> [To do]: Go through the entries below, tally each line that has the word "instance", and give only the total.

***

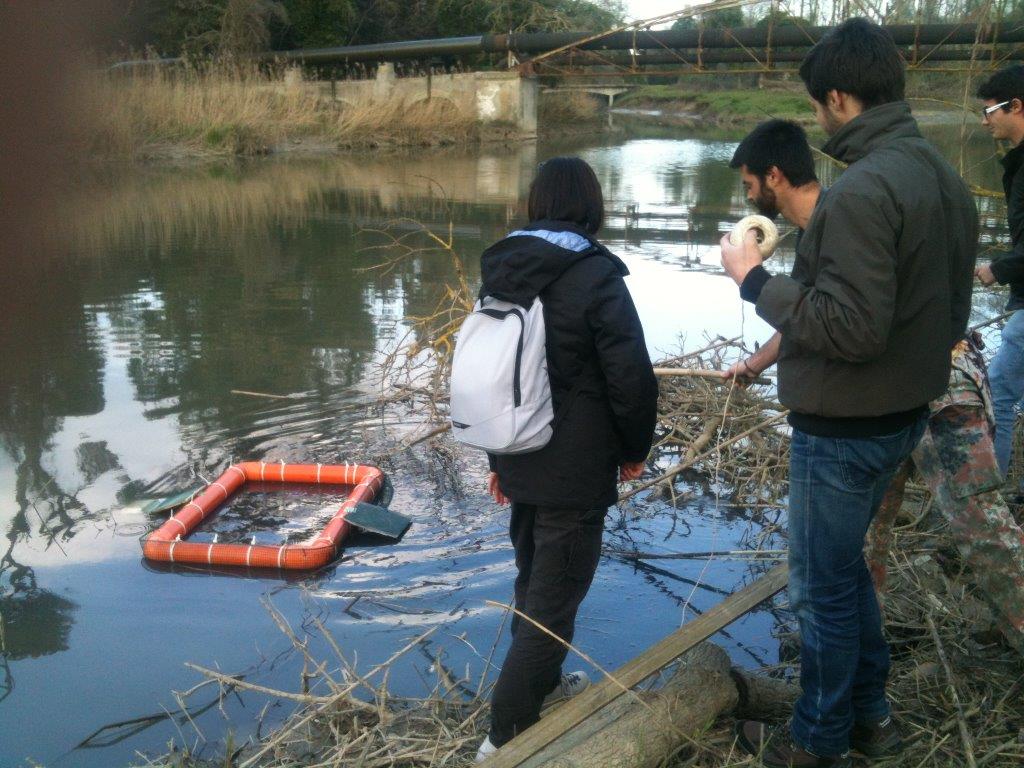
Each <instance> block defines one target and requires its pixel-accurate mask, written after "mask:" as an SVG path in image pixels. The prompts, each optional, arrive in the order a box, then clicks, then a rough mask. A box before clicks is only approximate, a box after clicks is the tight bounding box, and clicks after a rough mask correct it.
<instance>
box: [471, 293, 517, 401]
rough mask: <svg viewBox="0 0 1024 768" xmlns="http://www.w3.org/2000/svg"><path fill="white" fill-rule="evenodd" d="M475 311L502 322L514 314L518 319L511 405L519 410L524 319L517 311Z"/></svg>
mask: <svg viewBox="0 0 1024 768" xmlns="http://www.w3.org/2000/svg"><path fill="white" fill-rule="evenodd" d="M477 311H478V312H482V313H483V314H485V315H487V316H488V317H494V318H495V319H500V321H504V319H505V318H506V317H508V316H509V315H510V314H514V315H515V316H516V317H517V318H518V319H519V340H518V341H517V342H516V345H515V368H514V369H513V373H512V404H513V406H514V407H515V408H519V406H520V404H522V387H521V385H520V383H519V373H520V369H521V368H522V345H523V336H525V335H526V318H525V316H523V313H522V312H521V311H520V310H518V309H506V310H504V311H502V310H501V309H484V308H483V307H481V308H480V309H478V310H477Z"/></svg>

***

> [Task result]: 2